Dataset rows:
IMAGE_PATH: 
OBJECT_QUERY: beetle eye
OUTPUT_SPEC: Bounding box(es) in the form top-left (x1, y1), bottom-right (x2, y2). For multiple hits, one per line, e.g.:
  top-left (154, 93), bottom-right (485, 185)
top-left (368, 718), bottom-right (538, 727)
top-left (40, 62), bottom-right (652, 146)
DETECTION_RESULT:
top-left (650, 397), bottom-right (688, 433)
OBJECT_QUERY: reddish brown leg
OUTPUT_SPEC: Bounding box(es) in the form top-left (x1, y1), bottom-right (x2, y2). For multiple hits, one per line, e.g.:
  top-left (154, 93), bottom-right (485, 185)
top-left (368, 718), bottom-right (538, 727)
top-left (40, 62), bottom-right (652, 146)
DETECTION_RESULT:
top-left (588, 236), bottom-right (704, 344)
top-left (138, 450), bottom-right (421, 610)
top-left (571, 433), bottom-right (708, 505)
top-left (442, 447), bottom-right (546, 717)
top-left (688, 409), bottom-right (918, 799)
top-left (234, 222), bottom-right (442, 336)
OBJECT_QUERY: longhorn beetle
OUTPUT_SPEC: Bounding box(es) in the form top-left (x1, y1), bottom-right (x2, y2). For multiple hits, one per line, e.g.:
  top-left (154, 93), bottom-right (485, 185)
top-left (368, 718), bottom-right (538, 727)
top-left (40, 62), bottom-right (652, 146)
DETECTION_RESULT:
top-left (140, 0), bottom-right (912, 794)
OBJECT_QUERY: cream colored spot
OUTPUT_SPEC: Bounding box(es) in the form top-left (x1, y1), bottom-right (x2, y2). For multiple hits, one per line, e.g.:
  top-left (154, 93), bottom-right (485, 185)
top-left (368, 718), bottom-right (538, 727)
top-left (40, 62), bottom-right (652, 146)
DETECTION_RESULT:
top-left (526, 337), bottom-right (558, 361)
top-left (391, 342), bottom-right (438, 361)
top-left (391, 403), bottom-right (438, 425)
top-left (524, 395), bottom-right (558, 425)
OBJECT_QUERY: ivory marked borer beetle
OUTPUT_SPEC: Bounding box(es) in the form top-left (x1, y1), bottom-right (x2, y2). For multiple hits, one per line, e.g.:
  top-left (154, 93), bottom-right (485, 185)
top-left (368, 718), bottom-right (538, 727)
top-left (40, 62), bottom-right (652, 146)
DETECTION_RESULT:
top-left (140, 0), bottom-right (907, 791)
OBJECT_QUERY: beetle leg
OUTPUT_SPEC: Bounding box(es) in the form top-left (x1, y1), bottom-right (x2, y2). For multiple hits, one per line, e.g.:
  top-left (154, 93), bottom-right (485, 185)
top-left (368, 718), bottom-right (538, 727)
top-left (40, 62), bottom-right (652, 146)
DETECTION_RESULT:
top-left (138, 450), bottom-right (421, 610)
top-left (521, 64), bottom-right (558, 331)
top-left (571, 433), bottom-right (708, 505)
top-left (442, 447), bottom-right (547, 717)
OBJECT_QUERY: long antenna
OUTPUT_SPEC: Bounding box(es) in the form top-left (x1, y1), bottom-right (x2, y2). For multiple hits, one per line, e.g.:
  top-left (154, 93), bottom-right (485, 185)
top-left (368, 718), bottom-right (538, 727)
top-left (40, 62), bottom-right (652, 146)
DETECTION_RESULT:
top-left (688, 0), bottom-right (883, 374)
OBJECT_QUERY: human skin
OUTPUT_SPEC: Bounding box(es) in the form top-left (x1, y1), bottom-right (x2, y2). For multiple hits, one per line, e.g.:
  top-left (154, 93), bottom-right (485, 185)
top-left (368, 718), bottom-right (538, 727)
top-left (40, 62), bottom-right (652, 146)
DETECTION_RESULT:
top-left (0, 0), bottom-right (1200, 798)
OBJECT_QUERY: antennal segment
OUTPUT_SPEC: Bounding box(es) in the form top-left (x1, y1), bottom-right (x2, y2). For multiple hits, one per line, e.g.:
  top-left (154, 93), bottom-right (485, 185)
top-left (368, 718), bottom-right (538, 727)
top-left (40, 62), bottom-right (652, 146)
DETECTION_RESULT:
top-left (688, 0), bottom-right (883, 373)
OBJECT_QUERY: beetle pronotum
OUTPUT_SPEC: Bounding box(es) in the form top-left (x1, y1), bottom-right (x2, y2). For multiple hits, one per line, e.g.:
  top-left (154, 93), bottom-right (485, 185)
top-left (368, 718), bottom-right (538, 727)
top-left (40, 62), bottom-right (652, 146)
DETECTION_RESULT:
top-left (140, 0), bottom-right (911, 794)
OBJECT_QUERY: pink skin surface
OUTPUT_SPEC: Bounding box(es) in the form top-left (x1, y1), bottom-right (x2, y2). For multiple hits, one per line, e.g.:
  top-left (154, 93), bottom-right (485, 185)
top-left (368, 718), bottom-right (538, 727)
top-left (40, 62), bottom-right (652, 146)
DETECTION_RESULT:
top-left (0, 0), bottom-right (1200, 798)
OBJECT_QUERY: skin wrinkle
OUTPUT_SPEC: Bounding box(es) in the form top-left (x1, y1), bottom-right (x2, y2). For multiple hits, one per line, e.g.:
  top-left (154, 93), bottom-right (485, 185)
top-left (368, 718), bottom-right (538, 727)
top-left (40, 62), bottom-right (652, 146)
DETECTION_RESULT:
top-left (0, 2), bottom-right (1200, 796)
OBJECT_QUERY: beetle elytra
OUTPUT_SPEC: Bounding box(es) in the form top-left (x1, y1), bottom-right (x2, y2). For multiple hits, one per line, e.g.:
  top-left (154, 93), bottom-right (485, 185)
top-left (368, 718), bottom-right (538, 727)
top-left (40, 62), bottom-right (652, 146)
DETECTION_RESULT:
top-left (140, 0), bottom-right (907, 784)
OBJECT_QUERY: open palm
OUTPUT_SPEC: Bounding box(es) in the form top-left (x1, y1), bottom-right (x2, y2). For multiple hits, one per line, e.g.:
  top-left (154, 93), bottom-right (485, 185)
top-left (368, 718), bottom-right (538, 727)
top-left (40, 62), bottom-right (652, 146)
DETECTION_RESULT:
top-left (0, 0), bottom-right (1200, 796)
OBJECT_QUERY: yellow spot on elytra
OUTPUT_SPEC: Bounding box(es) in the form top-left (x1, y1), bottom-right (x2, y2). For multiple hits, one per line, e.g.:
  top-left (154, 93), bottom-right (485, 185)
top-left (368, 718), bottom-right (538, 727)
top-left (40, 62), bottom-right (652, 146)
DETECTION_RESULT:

WHAT TO PRODUCE:
Show each line of the material above that contains the word "elytra". Copy every such line in full.

WORKED ANSWER:
OBJECT_QUERY: beetle elytra
OBJECT_QUERY: yellow spot on elytra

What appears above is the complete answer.